■ WHAT IS REQUIRED ■
How many lines in the entries below contain the string "panda", matching case exactly? Reply with the number alone.

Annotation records
_ _ _ _ _

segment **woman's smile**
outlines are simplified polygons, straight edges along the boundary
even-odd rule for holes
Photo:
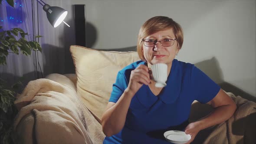
[[[153,56],[154,58],[162,58],[163,57],[164,57],[165,56],[166,56],[166,55],[154,55]]]

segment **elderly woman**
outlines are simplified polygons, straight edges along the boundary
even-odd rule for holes
[[[233,114],[236,105],[213,80],[194,65],[175,59],[183,43],[183,33],[172,19],[158,16],[141,27],[137,51],[141,59],[120,71],[102,118],[103,144],[170,144],[163,134],[180,130],[193,141],[201,130],[220,123]],[[156,87],[150,68],[167,65],[167,86]],[[194,100],[214,111],[188,123]]]

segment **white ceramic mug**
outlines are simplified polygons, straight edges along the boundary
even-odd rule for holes
[[[156,87],[162,88],[166,86],[167,67],[167,65],[163,63],[156,63],[152,65],[151,70],[154,80],[156,82]]]

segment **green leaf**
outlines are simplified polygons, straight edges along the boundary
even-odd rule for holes
[[[39,36],[36,36],[35,37],[35,38],[38,38],[41,37],[43,37],[43,36],[39,36]]]
[[[9,4],[10,6],[12,6],[13,7],[14,7],[14,2],[13,2],[13,0],[7,0],[7,3]]]
[[[3,46],[8,46],[10,44],[10,43],[9,43],[7,41],[4,40],[2,42],[2,43],[3,45]]]
[[[22,30],[21,28],[16,28],[13,29],[14,30],[16,30],[17,32],[20,32],[20,33],[25,33],[24,31]]]
[[[18,41],[17,41],[16,43],[15,43],[15,44],[19,47],[20,47],[22,46]]]
[[[14,35],[18,36],[18,32],[15,30],[11,30],[11,32],[13,33]]]
[[[15,39],[10,38],[9,39],[9,42],[13,43],[16,42],[17,40]]]
[[[3,45],[2,45],[2,43],[0,44],[0,49],[5,49]]]

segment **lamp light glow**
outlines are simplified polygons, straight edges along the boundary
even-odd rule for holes
[[[48,21],[55,28],[59,26],[68,14],[68,11],[59,7],[51,7],[42,0],[37,0],[43,6],[43,9],[46,13]],[[43,3],[42,3],[41,2]],[[69,25],[65,23],[68,26]]]
[[[59,16],[59,18],[58,18],[58,19],[56,21],[56,22],[55,22],[55,23],[54,24],[54,25],[53,26],[53,27],[56,27],[58,26],[59,25],[59,24],[65,19],[65,17],[66,17],[66,16],[67,16],[67,14],[68,14],[68,11],[67,11],[64,12],[64,13],[63,13],[62,14],[60,15],[60,16]]]

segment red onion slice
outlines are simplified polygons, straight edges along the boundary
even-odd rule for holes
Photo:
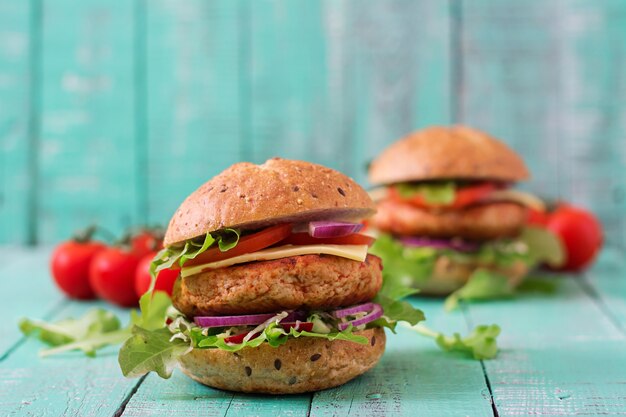
[[[198,316],[193,321],[200,327],[253,326],[271,319],[276,314],[250,314],[245,316]]]
[[[309,223],[309,235],[311,237],[329,238],[343,237],[358,233],[363,228],[360,223],[318,221]]]
[[[346,317],[346,316],[352,316],[355,315],[357,313],[367,313],[372,311],[372,309],[374,308],[374,303],[363,303],[363,304],[358,304],[352,307],[348,307],[348,308],[342,308],[340,310],[335,310],[333,311],[333,316],[337,317],[338,319],[342,318],[342,317]]]
[[[339,323],[337,327],[339,327],[339,330],[346,330],[348,327],[350,327],[350,325],[352,325],[353,327],[361,326],[363,324],[367,324],[369,322],[372,322],[376,319],[381,318],[382,315],[383,315],[383,308],[378,304],[372,303],[372,311],[369,314],[367,314],[364,317],[361,317],[360,319],[348,321],[345,323]]]
[[[468,242],[460,239],[431,239],[428,237],[400,237],[400,242],[406,246],[418,248],[453,249],[459,252],[474,252],[480,248],[479,243]]]

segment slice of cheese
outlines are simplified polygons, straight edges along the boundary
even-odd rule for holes
[[[546,211],[546,205],[539,197],[513,189],[493,191],[483,201],[512,201],[538,211]]]
[[[263,249],[258,252],[246,253],[222,261],[182,268],[180,275],[188,277],[207,269],[224,268],[231,265],[253,261],[269,261],[299,255],[334,255],[353,261],[363,262],[367,257],[367,245],[285,245]]]

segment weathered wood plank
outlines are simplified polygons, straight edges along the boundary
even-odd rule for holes
[[[366,165],[407,133],[452,121],[450,2],[347,2],[343,106],[351,139],[349,172],[366,183]]]
[[[102,302],[71,302],[54,318],[79,317],[94,307],[128,318],[128,310]],[[1,415],[110,417],[138,383],[121,375],[117,347],[103,349],[95,359],[78,352],[40,358],[41,348],[39,341],[28,339],[0,362]]]
[[[49,249],[7,252],[10,257],[0,266],[0,358],[21,339],[20,318],[51,317],[64,302],[48,272]]]
[[[502,327],[486,361],[500,415],[611,415],[626,409],[626,335],[575,277],[555,294],[471,304],[472,320]]]
[[[137,216],[133,2],[43,1],[40,241]]]
[[[467,332],[465,319],[444,313],[441,300],[412,301],[424,310],[429,326]],[[387,343],[376,368],[344,386],[316,393],[310,415],[491,415],[480,362],[444,353],[433,341],[404,328],[397,335],[387,332]]]
[[[533,190],[593,209],[624,247],[626,3],[462,4],[459,121],[512,144]]]
[[[200,184],[241,159],[240,2],[147,7],[148,214],[166,223]]]
[[[29,240],[32,1],[0,1],[0,243]]]
[[[596,264],[582,277],[590,295],[600,308],[626,334],[626,262],[624,251],[605,248]]]
[[[449,123],[445,2],[261,1],[250,18],[255,162],[307,159],[362,181],[387,144]]]
[[[306,416],[310,402],[310,395],[245,395],[211,389],[175,371],[169,380],[149,375],[122,415]]]

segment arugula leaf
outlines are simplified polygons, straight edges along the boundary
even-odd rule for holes
[[[437,345],[446,352],[465,352],[478,360],[493,359],[498,354],[496,338],[500,334],[500,327],[496,324],[476,326],[466,337],[461,337],[459,333],[446,336],[443,333],[429,329],[423,324],[407,327],[423,336],[434,339]]]
[[[383,260],[387,281],[407,288],[430,279],[439,256],[436,249],[408,248],[388,234],[379,235],[369,252]]]
[[[467,283],[450,294],[444,303],[447,311],[458,307],[460,300],[485,300],[513,295],[514,288],[509,279],[487,269],[477,269]]]
[[[558,268],[565,262],[565,249],[558,236],[542,227],[527,226],[519,238],[528,247],[532,264],[547,263]]]
[[[97,349],[122,343],[130,335],[129,329],[120,329],[120,321],[113,313],[101,308],[89,310],[78,319],[54,323],[22,319],[19,327],[26,336],[38,337],[54,347],[42,350],[41,356],[70,350],[82,350],[88,356],[95,356]]]
[[[152,294],[145,293],[139,299],[141,315],[133,319],[132,323],[146,330],[156,330],[163,327],[167,315],[167,309],[172,305],[170,297],[163,291]]]
[[[124,342],[118,356],[124,376],[138,377],[150,371],[165,379],[172,376],[178,358],[192,347],[187,342],[171,338],[172,333],[167,327],[146,330],[134,326],[133,336]]]
[[[395,186],[398,194],[404,198],[420,195],[432,205],[452,204],[456,199],[456,185],[452,181],[434,183],[400,183]]]
[[[424,312],[413,307],[407,301],[393,300],[384,294],[378,293],[372,300],[383,308],[384,316],[369,323],[371,327],[387,327],[395,333],[399,321],[416,325],[426,319]]]

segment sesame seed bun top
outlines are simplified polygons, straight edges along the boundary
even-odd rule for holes
[[[374,203],[354,180],[304,161],[240,162],[200,186],[170,220],[165,246],[225,227],[258,229],[286,222],[359,221]]]
[[[433,126],[400,139],[376,158],[372,184],[437,179],[522,181],[529,172],[503,142],[467,126]]]

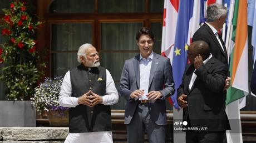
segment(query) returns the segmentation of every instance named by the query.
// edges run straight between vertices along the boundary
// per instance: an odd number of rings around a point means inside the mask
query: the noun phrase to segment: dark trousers
[[[127,125],[129,143],[143,143],[146,131],[150,143],[165,142],[165,126],[159,125],[150,118],[148,103],[139,104],[129,124]]]
[[[227,143],[225,131],[186,132],[186,143]]]

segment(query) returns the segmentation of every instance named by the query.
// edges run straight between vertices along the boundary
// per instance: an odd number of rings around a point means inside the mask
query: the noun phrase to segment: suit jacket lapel
[[[140,88],[140,54],[135,56],[134,60],[134,69],[135,73],[136,83],[137,87]]]
[[[223,51],[223,49],[222,49],[222,48],[221,48],[221,46],[220,45],[220,43],[219,42],[219,41],[218,41],[218,39],[217,39],[217,38],[215,36],[215,34],[214,33],[213,33],[213,30],[211,29],[211,28],[210,28],[210,27],[208,26],[208,25],[207,25],[207,24],[206,23],[204,23],[204,24],[205,25],[205,27],[206,28],[206,29],[208,31],[209,33],[210,33],[210,34],[211,35],[211,38],[213,39],[213,40],[214,41],[214,42],[216,43],[216,44],[218,45],[218,47],[219,47],[219,49],[220,50],[221,53],[226,57],[226,55],[227,55],[227,51],[225,51],[225,52],[226,52],[226,53],[224,53],[224,52]],[[220,42],[221,42],[221,38],[220,38]],[[221,43],[221,42],[220,42]],[[223,49],[224,49],[224,50],[225,50],[225,47],[223,45],[223,44],[222,45],[223,46]],[[227,58],[228,57],[227,57]],[[228,58],[227,58],[228,59]]]
[[[158,64],[159,63],[158,58],[159,58],[159,56],[156,54],[155,53],[153,53],[153,59],[152,59],[150,73],[149,74],[149,89],[150,87],[150,85],[151,85],[156,69],[157,69],[158,67]]]
[[[220,35],[219,35],[219,37],[220,36]],[[225,58],[226,58],[226,59],[227,59],[227,61],[228,61],[228,52],[227,52],[227,49],[226,49],[226,46],[225,45],[225,44],[224,43],[224,41],[222,40],[222,38],[220,38],[220,42],[222,44],[222,46],[223,46],[223,49],[224,50],[224,52],[225,52],[225,54],[224,54],[224,56],[225,56]]]
[[[192,78],[192,75],[193,74],[193,72],[195,68],[194,68],[194,65],[191,64],[189,65],[189,67],[186,72],[186,82],[185,82],[186,85],[184,85],[184,87],[185,87],[185,90],[186,90],[187,93],[189,93],[190,91],[189,83],[190,82],[191,78]]]

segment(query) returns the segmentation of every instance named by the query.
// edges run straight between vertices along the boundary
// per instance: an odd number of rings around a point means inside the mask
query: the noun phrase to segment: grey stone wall
[[[0,127],[0,143],[63,142],[68,127]]]

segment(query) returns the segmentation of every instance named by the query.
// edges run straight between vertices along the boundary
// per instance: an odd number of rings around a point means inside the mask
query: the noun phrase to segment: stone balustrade
[[[68,127],[0,127],[0,142],[63,142],[68,134]]]

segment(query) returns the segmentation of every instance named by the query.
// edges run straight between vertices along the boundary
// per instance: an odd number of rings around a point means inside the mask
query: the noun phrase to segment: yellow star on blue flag
[[[176,50],[174,51],[174,53],[175,53],[175,55],[177,56],[178,55],[180,55],[180,50],[181,49],[179,49],[178,47],[176,47]]]
[[[185,44],[185,50],[189,50],[189,45],[187,44]]]

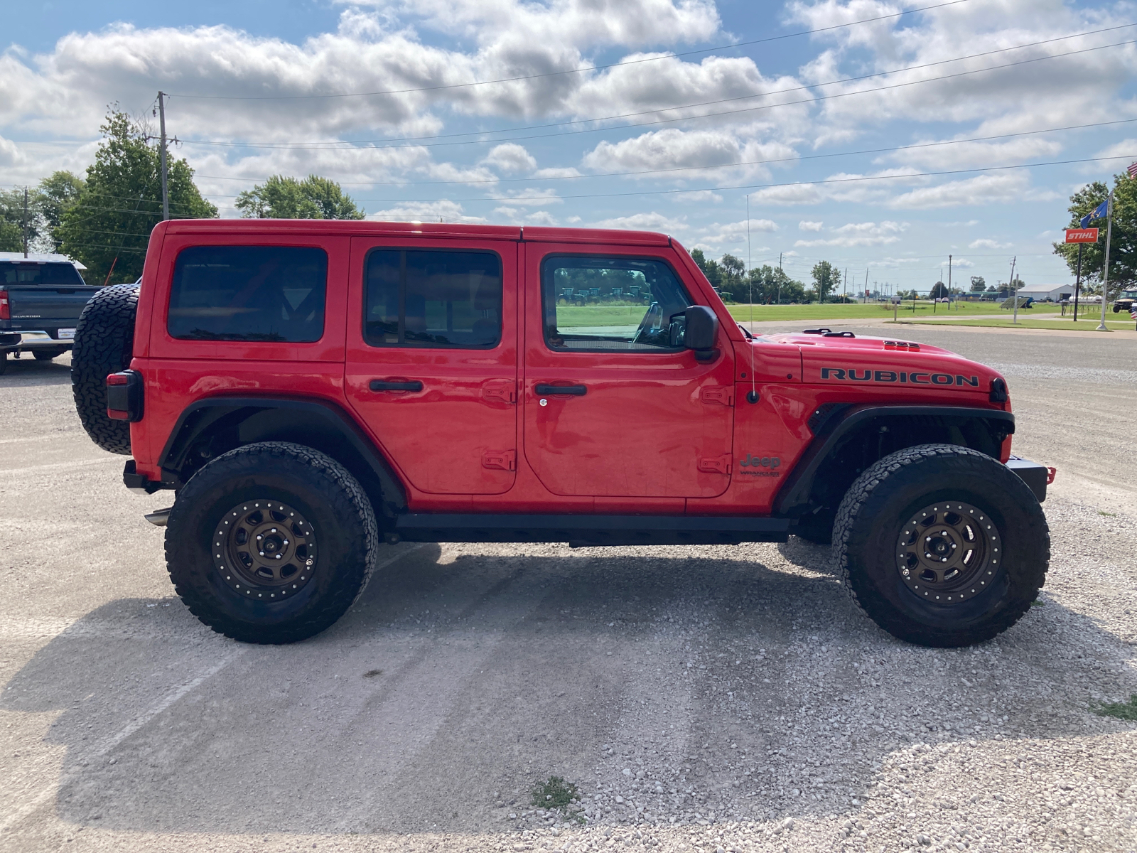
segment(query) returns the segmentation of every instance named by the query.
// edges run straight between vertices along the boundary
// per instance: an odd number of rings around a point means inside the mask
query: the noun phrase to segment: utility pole
[[[169,218],[169,189],[166,185],[166,93],[158,92],[158,126],[161,132],[161,148],[158,156],[161,159],[161,218]]]
[[[952,309],[952,256],[947,256],[947,309]]]
[[[1011,258],[1011,299],[1014,300],[1014,321],[1013,322],[1015,322],[1015,323],[1019,322],[1019,285],[1015,283],[1015,279],[1014,279],[1014,262],[1018,260],[1018,259],[1019,259],[1018,255],[1015,255],[1013,258]],[[1104,317],[1105,314],[1102,314],[1102,316]]]
[[[1105,326],[1105,300],[1110,295],[1110,238],[1113,237],[1113,190],[1110,190],[1110,196],[1106,199],[1105,206],[1105,270],[1102,274],[1102,322],[1098,324],[1096,332],[1107,332],[1110,331]]]
[[[1086,243],[1078,243],[1078,278],[1073,282],[1073,322],[1078,322],[1078,291],[1081,290],[1081,250]]]
[[[24,188],[24,257],[27,257],[27,188]],[[1103,315],[1104,316],[1104,315]]]

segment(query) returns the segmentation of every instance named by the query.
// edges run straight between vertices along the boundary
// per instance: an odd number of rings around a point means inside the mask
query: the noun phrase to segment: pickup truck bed
[[[63,355],[83,306],[99,290],[67,262],[0,259],[0,356]]]

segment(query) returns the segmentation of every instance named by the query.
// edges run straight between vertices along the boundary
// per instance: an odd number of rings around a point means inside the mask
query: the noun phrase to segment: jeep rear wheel
[[[1049,530],[1029,487],[986,454],[922,445],[877,462],[837,512],[833,549],[857,606],[899,639],[965,646],[1030,608]]]
[[[213,459],[166,527],[177,595],[246,643],[294,643],[331,626],[366,586],[377,547],[371,503],[347,469],[283,441]]]

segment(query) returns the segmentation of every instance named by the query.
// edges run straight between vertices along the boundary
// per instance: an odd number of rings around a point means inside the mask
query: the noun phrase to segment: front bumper
[[[1031,462],[1030,459],[1020,458],[1019,456],[1012,456],[1007,459],[1006,466],[1014,471],[1030,487],[1030,490],[1035,492],[1035,497],[1038,498],[1038,503],[1043,503],[1046,499],[1046,487],[1054,482],[1054,469],[1039,465],[1037,462]]]

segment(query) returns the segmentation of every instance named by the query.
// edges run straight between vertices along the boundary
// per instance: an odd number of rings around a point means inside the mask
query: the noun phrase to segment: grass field
[[[868,305],[728,305],[727,308],[735,320],[744,323],[752,318],[756,323],[761,322],[823,322],[827,320],[891,320],[893,307],[880,303],[869,303]],[[558,305],[557,325],[562,331],[568,331],[580,326],[599,329],[604,326],[637,326],[647,306],[644,305]],[[1101,308],[1098,308],[1101,310]],[[1041,316],[1051,316],[1059,313],[1057,305],[1041,304],[1034,308],[1020,308],[1020,322]],[[752,317],[753,314],[753,317]],[[958,303],[957,307],[951,309],[945,305],[937,305],[932,313],[931,303],[916,303],[915,312],[912,310],[912,303],[906,303],[896,312],[899,320],[933,320],[938,317],[952,316],[974,316],[990,315],[991,320],[960,321],[962,323],[985,324],[994,322],[996,325],[1003,322],[1011,322],[1011,312],[1003,310],[998,303]],[[1120,315],[1117,315],[1120,316]],[[1078,326],[1081,328],[1079,318]]]
[[[1101,310],[1101,308],[1098,308]],[[1126,317],[1124,320],[1113,320],[1113,317]],[[1096,316],[1090,316],[1088,320],[1084,320],[1079,313],[1078,322],[1074,323],[1071,320],[1063,320],[1061,317],[1054,317],[1053,320],[1046,320],[1041,317],[1030,317],[1023,316],[1022,312],[1019,312],[1019,324],[1014,325],[1011,322],[1011,317],[990,317],[982,320],[918,320],[915,323],[908,321],[906,324],[903,322],[898,325],[972,325],[981,326],[986,329],[1051,329],[1060,332],[1090,332],[1097,329],[1097,324],[1101,322],[1101,314]],[[1113,314],[1112,312],[1106,315],[1105,325],[1107,329],[1113,331],[1134,331],[1135,323],[1132,320],[1124,314]]]
[[[728,305],[731,316],[744,323],[752,320],[749,305]],[[995,316],[1007,315],[998,303],[957,303],[948,308],[946,305],[937,305],[935,314],[931,303],[916,303],[915,312],[912,310],[912,303],[899,306],[896,316],[901,320],[905,317],[932,317],[940,316],[966,316],[976,314],[991,314]],[[1057,313],[1057,305],[1039,305],[1035,308],[1020,308],[1019,316],[1029,314],[1053,314]],[[869,303],[868,305],[755,305],[753,320],[756,323],[769,321],[792,322],[796,320],[891,320],[893,306],[881,303]]]

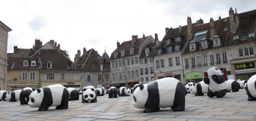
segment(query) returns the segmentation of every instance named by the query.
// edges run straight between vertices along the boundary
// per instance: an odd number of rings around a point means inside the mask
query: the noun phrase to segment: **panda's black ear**
[[[41,90],[40,89],[38,88],[37,88],[37,90],[38,93],[40,93],[40,92],[41,92]]]
[[[139,87],[140,87],[140,90],[143,90],[144,88],[144,85],[141,83],[139,84]]]

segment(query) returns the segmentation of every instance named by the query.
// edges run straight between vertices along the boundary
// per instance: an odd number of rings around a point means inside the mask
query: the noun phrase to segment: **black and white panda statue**
[[[29,101],[29,95],[32,92],[33,92],[33,90],[30,87],[25,87],[22,89],[20,94],[20,101],[21,105],[27,104]]]
[[[0,90],[0,101],[3,100],[6,101],[5,98],[6,95],[8,93],[8,92],[4,90]]]
[[[190,93],[191,94],[195,95],[195,96],[202,96],[204,94],[207,93],[208,86],[208,85],[204,83],[204,81],[196,84],[193,83],[191,86]]]
[[[256,100],[256,74],[251,77],[247,81],[244,87],[248,96],[247,100]]]
[[[84,90],[82,94],[82,102],[91,103],[97,102],[97,92],[96,90],[91,86],[83,88]]]
[[[5,100],[9,102],[15,102],[20,100],[20,95],[21,92],[21,90],[18,90],[11,92],[8,92],[6,94]]]
[[[56,106],[57,109],[68,108],[69,93],[63,86],[55,84],[33,90],[28,104],[31,107],[39,107],[38,111],[47,110],[50,106]]]
[[[69,99],[71,100],[79,100],[79,92],[75,88],[67,88],[69,93]]]
[[[108,98],[117,98],[118,91],[117,89],[115,87],[112,87],[108,90]]]
[[[145,109],[143,113],[152,112],[160,108],[170,107],[175,111],[185,109],[185,96],[187,93],[178,80],[166,77],[142,85],[134,90],[132,104]]]
[[[207,71],[208,77],[204,79],[204,83],[208,85],[207,95],[210,98],[216,96],[222,97],[227,93],[227,83],[220,70],[218,68],[211,67]]]
[[[97,96],[104,96],[104,90],[101,88],[96,89],[96,92],[97,92]]]
[[[227,91],[228,92],[230,91],[232,91],[232,92],[236,92],[239,90],[240,85],[235,80],[229,80],[226,81],[226,82],[227,83]]]
[[[117,92],[119,96],[130,96],[131,94],[130,89],[124,87],[119,88]]]

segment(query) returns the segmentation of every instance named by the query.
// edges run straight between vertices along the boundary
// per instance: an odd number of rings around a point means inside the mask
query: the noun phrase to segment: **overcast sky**
[[[24,2],[25,1],[25,2]],[[120,44],[158,34],[161,41],[166,27],[187,25],[200,17],[228,17],[229,8],[238,13],[256,8],[256,0],[5,0],[1,2],[0,21],[12,30],[9,33],[8,52],[13,46],[30,48],[35,38],[44,45],[51,39],[69,51],[73,61],[77,51],[93,48],[101,56],[106,47],[110,56]]]

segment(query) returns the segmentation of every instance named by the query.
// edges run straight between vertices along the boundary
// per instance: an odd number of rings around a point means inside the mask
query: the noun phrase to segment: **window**
[[[146,81],[148,81],[148,77],[146,77]]]
[[[153,62],[153,58],[149,58],[149,63],[152,63]]]
[[[171,39],[168,39],[165,40],[166,45],[168,45],[171,43]]]
[[[180,41],[180,36],[175,37],[175,42],[177,42],[178,41]]]
[[[160,63],[159,60],[156,60],[155,63],[156,64],[156,68],[160,68]]]
[[[207,64],[207,56],[204,56],[204,66],[208,66]]]
[[[243,56],[243,50],[239,49],[238,51],[239,52],[239,57]]]
[[[64,78],[64,73],[61,73],[61,79],[62,80],[64,80],[65,79],[65,78]]]
[[[130,54],[133,54],[133,48],[131,48],[130,49]]]
[[[52,68],[52,65],[51,62],[47,62],[47,69]]]
[[[135,70],[135,75],[136,75],[136,78],[139,77],[139,71],[138,70]]]
[[[143,75],[143,69],[141,68],[140,69],[140,75]]]
[[[147,64],[148,63],[148,59],[144,59],[144,60],[145,61],[145,64]]]
[[[135,59],[135,64],[138,64],[138,57],[134,57]]]
[[[148,74],[148,67],[145,68],[145,74]]]
[[[31,61],[31,66],[35,66],[36,65],[35,60],[32,60]]]
[[[162,59],[160,60],[161,61],[161,67],[165,67],[165,61],[164,59]]]
[[[227,54],[226,53],[222,53],[222,58],[223,58],[223,64],[228,63],[228,61],[227,60]]]
[[[23,61],[23,66],[28,66],[28,60],[24,60]]]
[[[196,64],[194,57],[192,57],[191,58],[191,62],[192,63],[192,68],[195,68]]]
[[[154,73],[154,69],[153,67],[150,67],[150,74],[152,74]]]
[[[91,75],[87,75],[87,81],[91,81]]]
[[[175,60],[176,60],[176,66],[178,66],[180,65],[180,57],[176,57]]]
[[[185,59],[185,68],[186,69],[187,69],[189,68],[189,67],[188,65],[188,59],[187,58],[186,58]]]
[[[47,80],[54,80],[54,74],[47,74]]]
[[[214,65],[214,58],[213,57],[213,55],[210,55],[210,65]]]

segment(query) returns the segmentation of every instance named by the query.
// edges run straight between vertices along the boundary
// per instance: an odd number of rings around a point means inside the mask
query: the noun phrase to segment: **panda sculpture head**
[[[33,91],[29,95],[29,101],[27,104],[32,107],[40,107],[44,97],[44,91],[38,88],[32,90]]]
[[[84,88],[84,92],[83,92],[83,96],[84,95],[84,99],[86,101],[91,101],[95,98],[97,94],[95,93],[96,91],[94,88],[86,89]]]
[[[148,85],[144,85],[140,83],[138,84],[138,88],[133,91],[133,100],[132,104],[137,108],[145,109],[145,104],[148,100]]]

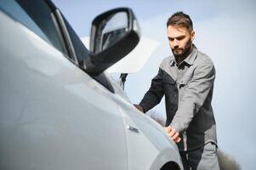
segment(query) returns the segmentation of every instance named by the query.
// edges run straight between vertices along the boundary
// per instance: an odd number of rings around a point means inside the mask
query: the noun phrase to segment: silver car
[[[1,0],[0,38],[1,170],[183,169],[105,72],[139,41],[131,9],[97,16],[88,50],[52,2]]]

_ _ _ _ _

■ ANSWER TO THE EXERCISE ■
3